** What you will do **
Omit the pictures, then write out every entry exactly as it reads.

** Records provided **
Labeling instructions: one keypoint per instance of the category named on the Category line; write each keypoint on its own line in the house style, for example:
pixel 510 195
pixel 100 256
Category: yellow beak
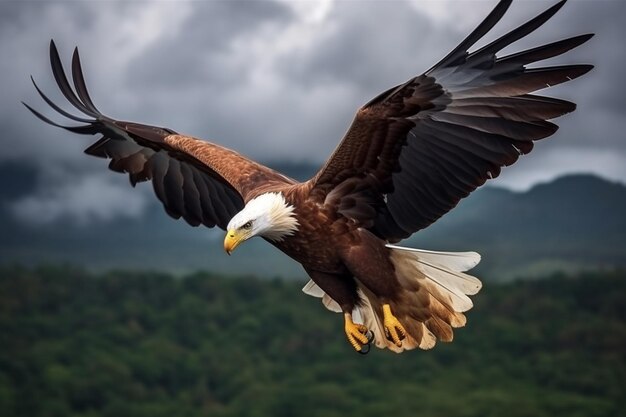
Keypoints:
pixel 232 240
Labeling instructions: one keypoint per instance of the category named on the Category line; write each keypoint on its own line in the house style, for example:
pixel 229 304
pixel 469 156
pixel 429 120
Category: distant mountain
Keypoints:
pixel 574 223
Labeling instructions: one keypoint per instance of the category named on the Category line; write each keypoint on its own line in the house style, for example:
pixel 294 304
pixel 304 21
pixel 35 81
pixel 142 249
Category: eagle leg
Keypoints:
pixel 393 328
pixel 358 335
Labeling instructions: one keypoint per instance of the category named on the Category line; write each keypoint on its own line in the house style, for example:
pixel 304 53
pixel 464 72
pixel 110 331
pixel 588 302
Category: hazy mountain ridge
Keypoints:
pixel 575 222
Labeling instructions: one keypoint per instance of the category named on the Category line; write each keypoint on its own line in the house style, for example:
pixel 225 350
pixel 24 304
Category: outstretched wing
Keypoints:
pixel 415 150
pixel 199 181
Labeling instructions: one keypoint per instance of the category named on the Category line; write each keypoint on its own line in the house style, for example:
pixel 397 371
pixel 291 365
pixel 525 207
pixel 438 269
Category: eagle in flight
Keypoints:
pixel 409 156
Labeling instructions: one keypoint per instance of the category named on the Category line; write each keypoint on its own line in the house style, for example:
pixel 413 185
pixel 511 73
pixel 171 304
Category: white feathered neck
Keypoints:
pixel 270 215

** Written reply **
Labeling instructions: one keypoint per instance of the category named on the Category line; write each keypoint on its own line in the house style, for example:
pixel 510 195
pixel 100 256
Category: yellow beak
Keypoints:
pixel 232 240
Labeling instructions: one keypoint per instance of the category named on the Category line; write each keypoint on its own line in the house style, for example:
pixel 229 304
pixel 469 156
pixel 429 120
Category: distant mountain
Keypoints:
pixel 574 223
Labeling instructions: one keypoint per instance of the category named on the Category line; write each keypoint on its own line in the house style, for example:
pixel 294 304
pixel 304 21
pixel 35 81
pixel 142 249
Category: eagle leg
Keypoints:
pixel 393 328
pixel 358 335
Labeling instructions: one keypoint per instance of the category named on the Category line; write each keypoint on its own line in the house style, for example:
pixel 304 53
pixel 464 72
pixel 110 331
pixel 588 302
Category: hazy mountain ridge
Keypoints:
pixel 575 222
Labeling instructions: one keypoint per instance of the category named on the Category line; write each keypoint on its own line in the house style, for example:
pixel 225 350
pixel 24 304
Category: outstretched wing
Keypoints:
pixel 415 150
pixel 199 181
Labeling instructions: one keypoint per instance of the category named on the Category line; write each keypoint on its own line in the house style, for example:
pixel 397 371
pixel 291 365
pixel 525 207
pixel 438 269
Category: eagle in flight
Keypoints:
pixel 409 156
Labeling instructions: one keypoint per instance of the category named on the Category line; write each keypoint on its own line in the house style, for example:
pixel 413 185
pixel 511 73
pixel 171 304
Category: white feathered neck
Keypoints:
pixel 270 215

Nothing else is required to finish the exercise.